■ WORK TO BE COMPLETED
Every record here must be copied exactly, except for the images it holds.

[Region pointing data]
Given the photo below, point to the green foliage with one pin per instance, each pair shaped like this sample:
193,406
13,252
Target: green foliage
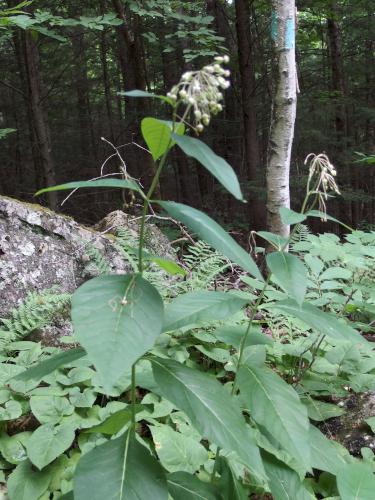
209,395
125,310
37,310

■ RESPONSE AREA
Given the photo below, point to the green foliage with one pin per instance, each pair shaped like this sample:
193,406
13,252
Target: green foliage
209,395
125,310
37,310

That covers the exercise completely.